__STATED GOAL__
Without the pictures, repeat the listing character for character.

__DATA EXTRACT__
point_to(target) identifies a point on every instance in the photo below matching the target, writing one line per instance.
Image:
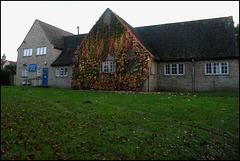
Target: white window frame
(107, 67)
(42, 50)
(216, 68)
(62, 72)
(24, 72)
(169, 68)
(27, 52)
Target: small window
(174, 69)
(62, 72)
(208, 68)
(180, 69)
(41, 50)
(24, 73)
(27, 52)
(167, 69)
(107, 67)
(216, 68)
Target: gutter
(193, 75)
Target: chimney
(4, 57)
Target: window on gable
(61, 72)
(107, 66)
(174, 69)
(24, 73)
(216, 68)
(41, 50)
(27, 52)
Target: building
(199, 55)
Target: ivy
(110, 37)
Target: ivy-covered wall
(110, 36)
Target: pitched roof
(55, 35)
(70, 45)
(201, 39)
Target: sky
(17, 17)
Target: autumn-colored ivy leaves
(110, 36)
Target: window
(174, 69)
(180, 69)
(24, 73)
(216, 68)
(39, 72)
(42, 51)
(61, 72)
(27, 52)
(107, 67)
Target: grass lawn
(48, 123)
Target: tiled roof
(202, 39)
(55, 35)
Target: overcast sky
(18, 17)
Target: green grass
(40, 123)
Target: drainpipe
(193, 76)
(148, 75)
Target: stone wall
(201, 81)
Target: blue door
(45, 77)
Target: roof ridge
(53, 26)
(54, 34)
(190, 21)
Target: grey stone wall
(201, 82)
(34, 39)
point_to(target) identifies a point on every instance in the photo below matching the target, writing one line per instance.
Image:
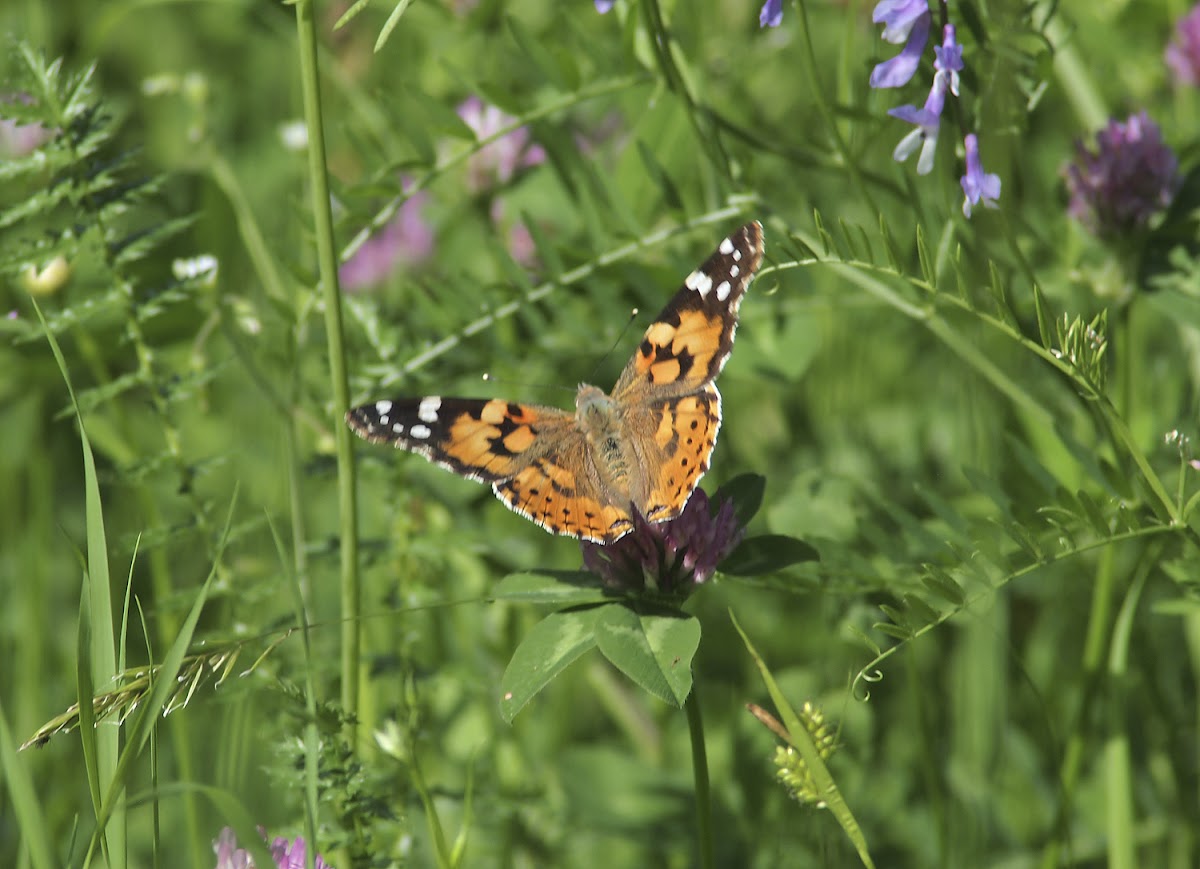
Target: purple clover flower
(904, 21)
(977, 185)
(1131, 177)
(287, 855)
(772, 13)
(407, 239)
(1182, 53)
(671, 557)
(497, 161)
(948, 61)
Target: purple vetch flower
(499, 160)
(928, 120)
(1131, 177)
(287, 855)
(16, 138)
(407, 239)
(670, 557)
(977, 185)
(900, 23)
(948, 61)
(772, 13)
(1183, 52)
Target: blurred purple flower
(286, 855)
(977, 185)
(1183, 52)
(772, 13)
(499, 160)
(407, 239)
(903, 19)
(671, 557)
(1131, 177)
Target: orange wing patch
(683, 351)
(643, 448)
(685, 436)
(546, 492)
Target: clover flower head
(1182, 53)
(672, 557)
(977, 185)
(899, 25)
(899, 17)
(772, 13)
(497, 161)
(407, 239)
(1129, 177)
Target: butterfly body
(643, 447)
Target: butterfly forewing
(658, 427)
(479, 438)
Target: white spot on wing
(700, 282)
(427, 411)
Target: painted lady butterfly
(642, 448)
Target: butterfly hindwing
(481, 439)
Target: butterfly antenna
(487, 378)
(621, 336)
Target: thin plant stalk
(327, 262)
(700, 771)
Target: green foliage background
(1002, 624)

__RESPONSE TO THE TASK__
point_to(target) identifies a point on every instance in the photo below matching the target, writing one line per instance.
Image:
Target: white window frame
(107, 67)
(42, 50)
(216, 68)
(62, 72)
(24, 72)
(169, 68)
(27, 52)
Target: small window
(174, 69)
(62, 72)
(208, 68)
(180, 69)
(41, 50)
(24, 73)
(27, 52)
(167, 69)
(107, 67)
(216, 68)
Target: gutter
(193, 75)
Target: chimney
(4, 57)
Target: window on gable
(61, 72)
(107, 66)
(174, 69)
(24, 73)
(216, 68)
(41, 50)
(27, 52)
Target: building
(199, 55)
Target: ivy
(110, 37)
Target: ivy-covered wall
(110, 36)
Target: pitched roof
(55, 35)
(70, 45)
(201, 39)
Target: sky
(17, 17)
Target: autumn-colored ivy leaves
(110, 36)
Target: window
(174, 69)
(180, 69)
(24, 73)
(216, 68)
(39, 72)
(42, 51)
(61, 72)
(27, 52)
(107, 67)
Target: grass lawn
(48, 123)
Target: tiled roof
(202, 39)
(55, 35)
Target: overcast sky
(18, 17)
Target: green grass
(40, 123)
Target: drainpipe
(193, 76)
(148, 75)
Target: stone wall
(201, 81)
Target: blue door
(45, 77)
Target: roof ridge
(53, 26)
(54, 34)
(190, 21)
Target: grey stone wall
(201, 82)
(34, 39)
point_to(target) identifies a point on every instance in the photo below matching the target, writing one line per instance.
Image:
Target: purple clover flower
(904, 21)
(977, 185)
(1131, 177)
(287, 855)
(772, 13)
(407, 239)
(1182, 53)
(671, 557)
(497, 161)
(948, 61)
Target: purple vetch flower
(499, 160)
(928, 120)
(1131, 177)
(287, 855)
(16, 138)
(407, 239)
(670, 557)
(977, 185)
(900, 23)
(948, 61)
(772, 13)
(1183, 52)
Target: blurred purple flower
(286, 855)
(977, 185)
(1183, 52)
(772, 13)
(499, 160)
(407, 239)
(903, 19)
(671, 557)
(1131, 177)
Target: orange wing patch
(683, 351)
(643, 448)
(685, 436)
(546, 492)
Target: clover flower head
(1182, 53)
(672, 557)
(977, 185)
(899, 25)
(899, 17)
(772, 13)
(497, 161)
(407, 239)
(1129, 177)
Target: butterfly body
(643, 447)
Target: butterfly forewing
(658, 427)
(479, 438)
Target: white spot on wing
(700, 282)
(427, 411)
Target: painted lady butterfly
(642, 448)
Target: butterfly hindwing
(481, 439)
Target: butterfly antenna
(487, 378)
(621, 336)
Target: thin plant stalk
(327, 262)
(700, 771)
Target: green foliage background
(1002, 624)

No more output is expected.